■ Work to be completed ■
Copy the data below word for word, from the line containing "Put a pin on every instance of the dried" down to the line containing "x=186 y=201", including both of those lines.
* BEGIN Entries shown *
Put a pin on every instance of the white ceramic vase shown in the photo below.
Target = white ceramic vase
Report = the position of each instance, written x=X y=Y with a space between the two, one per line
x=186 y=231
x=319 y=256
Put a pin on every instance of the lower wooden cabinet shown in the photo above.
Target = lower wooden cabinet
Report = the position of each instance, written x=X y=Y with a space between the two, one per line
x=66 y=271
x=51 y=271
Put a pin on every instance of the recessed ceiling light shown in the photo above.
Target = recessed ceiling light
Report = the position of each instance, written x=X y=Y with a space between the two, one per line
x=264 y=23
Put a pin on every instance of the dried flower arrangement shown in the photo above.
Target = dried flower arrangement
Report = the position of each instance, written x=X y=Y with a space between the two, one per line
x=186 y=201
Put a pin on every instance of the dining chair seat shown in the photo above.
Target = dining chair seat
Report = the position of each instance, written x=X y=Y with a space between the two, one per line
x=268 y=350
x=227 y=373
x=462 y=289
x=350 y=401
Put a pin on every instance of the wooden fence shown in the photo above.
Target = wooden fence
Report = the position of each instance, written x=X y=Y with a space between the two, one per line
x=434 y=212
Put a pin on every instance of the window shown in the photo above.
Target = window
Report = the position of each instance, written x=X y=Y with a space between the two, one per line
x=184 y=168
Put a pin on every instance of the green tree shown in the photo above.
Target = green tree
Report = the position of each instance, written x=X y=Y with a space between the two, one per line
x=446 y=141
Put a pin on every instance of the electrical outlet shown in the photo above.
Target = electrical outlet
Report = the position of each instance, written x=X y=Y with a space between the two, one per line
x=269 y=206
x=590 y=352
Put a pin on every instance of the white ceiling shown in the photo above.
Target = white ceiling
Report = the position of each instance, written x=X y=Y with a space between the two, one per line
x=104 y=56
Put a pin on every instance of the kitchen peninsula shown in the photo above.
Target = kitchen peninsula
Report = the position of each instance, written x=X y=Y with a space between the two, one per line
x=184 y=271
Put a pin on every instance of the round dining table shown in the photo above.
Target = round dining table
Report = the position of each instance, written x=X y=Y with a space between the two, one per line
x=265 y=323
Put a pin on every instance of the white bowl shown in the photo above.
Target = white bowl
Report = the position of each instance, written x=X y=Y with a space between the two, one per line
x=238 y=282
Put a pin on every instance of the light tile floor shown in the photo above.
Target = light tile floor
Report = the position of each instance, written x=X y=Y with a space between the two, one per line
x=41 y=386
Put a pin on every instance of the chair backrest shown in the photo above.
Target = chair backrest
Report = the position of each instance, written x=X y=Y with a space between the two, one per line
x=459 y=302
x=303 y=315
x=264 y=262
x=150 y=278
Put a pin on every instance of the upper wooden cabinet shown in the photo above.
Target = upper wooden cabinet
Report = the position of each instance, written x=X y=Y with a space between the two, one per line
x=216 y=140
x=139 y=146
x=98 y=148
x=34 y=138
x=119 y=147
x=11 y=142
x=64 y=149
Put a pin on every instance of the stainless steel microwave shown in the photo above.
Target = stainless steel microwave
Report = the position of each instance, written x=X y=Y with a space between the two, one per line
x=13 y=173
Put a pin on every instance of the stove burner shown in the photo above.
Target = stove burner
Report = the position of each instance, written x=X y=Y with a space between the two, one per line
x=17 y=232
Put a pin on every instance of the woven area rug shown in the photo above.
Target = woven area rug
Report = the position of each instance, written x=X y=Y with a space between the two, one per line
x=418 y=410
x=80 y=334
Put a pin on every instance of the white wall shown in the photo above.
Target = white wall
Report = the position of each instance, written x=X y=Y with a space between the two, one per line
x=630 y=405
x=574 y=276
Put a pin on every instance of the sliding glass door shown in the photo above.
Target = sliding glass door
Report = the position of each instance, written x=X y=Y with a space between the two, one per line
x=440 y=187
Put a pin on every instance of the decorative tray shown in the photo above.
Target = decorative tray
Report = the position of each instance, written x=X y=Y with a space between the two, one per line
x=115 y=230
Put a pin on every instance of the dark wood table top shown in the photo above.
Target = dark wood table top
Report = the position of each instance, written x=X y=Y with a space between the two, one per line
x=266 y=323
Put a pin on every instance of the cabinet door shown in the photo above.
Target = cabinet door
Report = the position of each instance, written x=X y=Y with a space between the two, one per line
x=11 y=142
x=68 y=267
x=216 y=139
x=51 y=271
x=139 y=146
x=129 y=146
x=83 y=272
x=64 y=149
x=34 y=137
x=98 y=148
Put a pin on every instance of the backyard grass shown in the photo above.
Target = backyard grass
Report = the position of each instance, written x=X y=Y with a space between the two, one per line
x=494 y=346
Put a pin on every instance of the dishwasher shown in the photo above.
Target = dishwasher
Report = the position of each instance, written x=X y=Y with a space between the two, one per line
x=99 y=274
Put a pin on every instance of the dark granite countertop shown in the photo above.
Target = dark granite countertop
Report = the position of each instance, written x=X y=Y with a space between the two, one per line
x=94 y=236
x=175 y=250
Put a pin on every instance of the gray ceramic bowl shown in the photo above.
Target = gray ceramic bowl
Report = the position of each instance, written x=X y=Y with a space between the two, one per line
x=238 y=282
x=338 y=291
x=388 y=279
* END Entries shown *
■ Solution to this task ■
Put a pin on every instance of the dried flower arrangement shown in the photo above.
Target = dried flower arrangement
Report = the position of each instance, written x=X y=Y with a space between the two, one per line
x=186 y=201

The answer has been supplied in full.